EXTRACTED INFORMATION: Begin

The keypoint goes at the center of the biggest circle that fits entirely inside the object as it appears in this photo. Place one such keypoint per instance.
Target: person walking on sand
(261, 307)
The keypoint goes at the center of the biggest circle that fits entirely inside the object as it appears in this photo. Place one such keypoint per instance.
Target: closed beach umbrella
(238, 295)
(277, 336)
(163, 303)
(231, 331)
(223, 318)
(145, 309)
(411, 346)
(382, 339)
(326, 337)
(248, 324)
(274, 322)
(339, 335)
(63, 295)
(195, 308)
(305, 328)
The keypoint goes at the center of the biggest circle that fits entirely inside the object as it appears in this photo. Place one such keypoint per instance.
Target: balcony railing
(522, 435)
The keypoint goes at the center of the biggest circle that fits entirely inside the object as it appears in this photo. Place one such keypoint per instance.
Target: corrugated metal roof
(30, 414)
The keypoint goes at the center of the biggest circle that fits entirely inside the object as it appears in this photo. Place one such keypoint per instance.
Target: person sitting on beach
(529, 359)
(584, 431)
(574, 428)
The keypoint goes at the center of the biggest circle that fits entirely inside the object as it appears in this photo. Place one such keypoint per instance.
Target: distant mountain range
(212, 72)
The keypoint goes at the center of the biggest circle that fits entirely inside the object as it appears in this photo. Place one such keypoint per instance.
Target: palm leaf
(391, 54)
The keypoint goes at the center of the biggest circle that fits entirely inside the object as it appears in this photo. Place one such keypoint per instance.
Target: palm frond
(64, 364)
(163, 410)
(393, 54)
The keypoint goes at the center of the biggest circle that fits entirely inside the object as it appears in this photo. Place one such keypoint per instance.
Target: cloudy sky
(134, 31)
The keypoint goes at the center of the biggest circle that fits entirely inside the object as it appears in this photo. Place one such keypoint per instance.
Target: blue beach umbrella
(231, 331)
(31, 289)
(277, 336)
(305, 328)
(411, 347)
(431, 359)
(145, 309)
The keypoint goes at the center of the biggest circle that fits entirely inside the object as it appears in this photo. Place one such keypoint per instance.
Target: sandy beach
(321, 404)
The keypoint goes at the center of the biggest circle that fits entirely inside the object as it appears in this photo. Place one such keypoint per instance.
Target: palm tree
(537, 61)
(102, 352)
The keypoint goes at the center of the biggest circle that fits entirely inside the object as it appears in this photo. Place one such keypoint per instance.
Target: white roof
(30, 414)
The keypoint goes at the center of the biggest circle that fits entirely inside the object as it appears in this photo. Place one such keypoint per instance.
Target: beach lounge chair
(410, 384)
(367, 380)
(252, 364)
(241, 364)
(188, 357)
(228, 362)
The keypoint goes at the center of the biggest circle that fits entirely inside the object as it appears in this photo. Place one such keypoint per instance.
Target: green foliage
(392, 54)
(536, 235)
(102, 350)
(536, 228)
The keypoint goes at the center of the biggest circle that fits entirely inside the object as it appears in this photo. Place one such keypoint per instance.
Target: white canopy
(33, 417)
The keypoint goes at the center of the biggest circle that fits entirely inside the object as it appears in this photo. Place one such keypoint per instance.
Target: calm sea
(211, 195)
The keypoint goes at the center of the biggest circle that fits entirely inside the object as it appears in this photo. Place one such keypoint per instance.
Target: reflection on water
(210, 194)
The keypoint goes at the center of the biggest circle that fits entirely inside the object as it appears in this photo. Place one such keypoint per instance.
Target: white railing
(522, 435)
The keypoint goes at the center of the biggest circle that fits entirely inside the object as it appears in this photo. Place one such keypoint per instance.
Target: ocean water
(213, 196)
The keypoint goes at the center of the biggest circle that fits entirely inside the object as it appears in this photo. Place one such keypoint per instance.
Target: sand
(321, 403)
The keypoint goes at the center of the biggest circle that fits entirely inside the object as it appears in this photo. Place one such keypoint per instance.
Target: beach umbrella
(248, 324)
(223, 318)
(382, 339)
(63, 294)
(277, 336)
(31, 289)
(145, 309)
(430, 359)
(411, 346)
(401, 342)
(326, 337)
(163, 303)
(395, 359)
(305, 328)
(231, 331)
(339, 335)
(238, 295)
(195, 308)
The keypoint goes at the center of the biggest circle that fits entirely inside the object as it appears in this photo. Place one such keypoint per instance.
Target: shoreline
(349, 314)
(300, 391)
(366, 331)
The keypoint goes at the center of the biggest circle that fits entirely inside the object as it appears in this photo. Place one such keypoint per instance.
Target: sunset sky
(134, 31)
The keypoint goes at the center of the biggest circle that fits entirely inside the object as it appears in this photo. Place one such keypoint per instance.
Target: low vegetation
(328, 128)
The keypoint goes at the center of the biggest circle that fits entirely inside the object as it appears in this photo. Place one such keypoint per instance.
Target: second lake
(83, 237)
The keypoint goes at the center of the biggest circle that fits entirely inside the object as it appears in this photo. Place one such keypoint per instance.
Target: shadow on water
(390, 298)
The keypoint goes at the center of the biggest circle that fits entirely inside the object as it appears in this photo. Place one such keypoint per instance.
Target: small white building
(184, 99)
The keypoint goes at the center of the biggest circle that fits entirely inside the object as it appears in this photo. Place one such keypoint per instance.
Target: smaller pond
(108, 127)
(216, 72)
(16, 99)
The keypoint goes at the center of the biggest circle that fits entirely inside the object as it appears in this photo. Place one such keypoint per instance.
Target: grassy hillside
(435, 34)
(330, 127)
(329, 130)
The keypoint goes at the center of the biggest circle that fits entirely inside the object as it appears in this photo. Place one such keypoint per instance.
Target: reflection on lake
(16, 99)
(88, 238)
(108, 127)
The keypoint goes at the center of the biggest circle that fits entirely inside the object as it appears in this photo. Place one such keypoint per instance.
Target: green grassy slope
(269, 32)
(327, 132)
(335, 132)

EXTRACTED INFORMATION: End

REQUIRED WORK:
You are asked to transcribe the complete data exactly.

EXERCISE ANSWER:
The keypoint goes at the center of the biggest circle that fits entirely inside the object as it appears in this photo. Place one such keypoint per instance.
Target: person walking on sand
(261, 307)
The keypoint goes at the center of the biggest circle that fits entirely inside the object as it appears in this photo. Place one such keypoint per instance.
Target: closed beach umbrella
(238, 295)
(277, 336)
(163, 303)
(231, 331)
(223, 318)
(145, 309)
(411, 346)
(382, 339)
(326, 337)
(248, 324)
(274, 322)
(339, 335)
(63, 295)
(195, 308)
(305, 328)
The keypoint goes at the center of the biggest circle that fits entirely inside the object as it appears in this photo. Place one such keypoint per instance.
Target: balcony railing
(522, 435)
The keypoint goes at the center of the biggest circle that fits entirely inside the object as it appears in this photo. Place one such keypoint per instance.
Target: corrugated metal roof
(30, 414)
The keypoint goes at the center of the biggest circle that fits entirely inside the object as it appears in this photo. Place one such keypoint per instance.
Target: person sitting on beach
(529, 359)
(584, 431)
(574, 428)
The keypoint goes at the center of the biggest circle that fits entirely inside the object as it appears in this photo. Place one such keypoint per instance.
Target: distant mountain range
(212, 72)
The keypoint goes at the center of the biggest circle that fits entirely inside the object as it appears in this photo. Place one such keypoint per instance.
Target: palm leaf
(391, 54)
The keypoint goes at the center of the biggest circle that fits entirely inside the object as it appears in this photo. Place one such keypoint per instance.
Target: palm frond
(64, 364)
(163, 410)
(393, 54)
The keypoint goes at the center of the biggest circle that fits entirely inside the object as it appears in this photo. Place one such keypoint per instance.
Target: cloudy sky
(134, 31)
The keypoint goes at the center of the biggest circle that fits entirely inside the object as it appears in this photo. Place one such keypoint per instance.
Target: blue beach umbrella
(231, 331)
(31, 289)
(277, 336)
(305, 328)
(411, 347)
(431, 359)
(145, 309)
The keypoint goes at the center of the biggest circle that fits entirely inside the object as it appears in this photo. Place one such keypoint per instance.
Target: sandy beach
(321, 404)
The keypoint goes at the center of the biggest circle that fits entirely inside the object as it appears in this photo. Place one such keypoint per instance.
Target: palm tree
(537, 61)
(102, 352)
The keypoint goes at the center of the biggest circle that fits entirely inside the object as it appears in this photo. Place one such keypoint per instance.
Target: white roof
(30, 414)
The keypoint goes at the center of the biggest circle that fits entirely inside the object as it appears in this photo. Place one such keypoint per instance.
Target: beach lounge chair
(410, 384)
(367, 380)
(252, 364)
(241, 364)
(188, 357)
(228, 362)
The keypoint goes at the center of the biggest circle that fits entirely inside the object as it appears in this photo. Place one such keypoint per instance.
Target: green foliage
(392, 54)
(536, 235)
(102, 350)
(536, 228)
The keypoint goes at the center of the biggest circle that fits entirely inside the object as it appears in this photo. Place one such keypoint per instance.
Target: white canopy
(33, 417)
The keypoint goes at the center of the biggest circle that fits entirely inside the object as it appears in this photo. Place one such keypoint per instance.
Target: calm sea
(211, 195)
The keypoint goes at the center of the biggest circle that fits entirely inside the object as it appears in this photo. Place one such keypoint per instance.
Target: reflection on water
(210, 194)
The keypoint goes at the center of the biggest circle that fits entirely inside the object as it appears in this photo. Place one such keypoint per instance.
Target: white railing
(522, 435)
The keypoint goes at the center of the biggest circle that fits entirely inside the object as it appears in this photo. Place one such keypoint per instance.
Target: ocean water
(213, 196)
The keypoint goes at the center of the biggest circle that fits entirely inside the object as it appears in this photo. Place one such keypoint per instance.
Target: sand
(321, 403)
The keypoint goes at the center of the biggest circle that fits entirely inside the object as it appears in this photo. Place one such keypoint per instance.
Target: beach umbrella
(248, 324)
(223, 318)
(382, 339)
(63, 294)
(277, 336)
(31, 289)
(145, 309)
(430, 359)
(411, 346)
(401, 342)
(326, 337)
(163, 303)
(395, 359)
(305, 328)
(231, 331)
(339, 335)
(238, 295)
(195, 308)
The keypoint goes at the center of the biggest circle that fits entirely inside the object as it appears in this photo. Place one such keypoint per instance.
Target: shoreline
(349, 314)
(300, 391)
(366, 331)
The keypoint goes at the center of the biggest circle that fits entirely inside the object as it appears in this photo. Place one such keypoint per instance.
Target: sunset sky
(134, 31)
The keypoint goes at the center of the biggest circle that fits entirely inside the object as it appears in this photo. Place one such keypoint per instance.
Target: low vegetation
(328, 128)
The keypoint goes at the center of the biggest circle that fits entirely inside the object as it appears in this photo. Place one such keypoint per instance.
Target: second lake
(83, 237)
The keypoint goes at the center of the biggest circle that fits entirely inside the object as it appears in this photo. Place one such keypoint per instance.
Target: shadow on water
(390, 298)
The keypoint goes at the center of the biggest circle that fits entirely inside the object as it appears in this photo. Place one such keypoint per instance.
Target: small white building
(184, 99)
The keypoint goes at the center of the biggest circle that fits entirely inside the object as it appears in this photo. Place one such keypoint per instance.
Target: smaller pond
(108, 127)
(216, 72)
(16, 99)
The keypoint goes at the center of the biggest circle that fits entirely inside the object as it appears in this photo. Place one such keypoint per instance.
Target: grassy hillside
(435, 34)
(330, 127)
(329, 130)
The keypoint goes at the center of the biggest circle that fits entirely inside the object as it appears in this photo. Place one such keypoint per instance.
Target: reflection on lake
(16, 99)
(88, 238)
(108, 127)
The keypoint goes at the center of the biggest circle that fits entirely inside the object as it appears in this photo. Place one such keypoint per instance.
Target: green grassy slope
(269, 32)
(327, 132)
(335, 132)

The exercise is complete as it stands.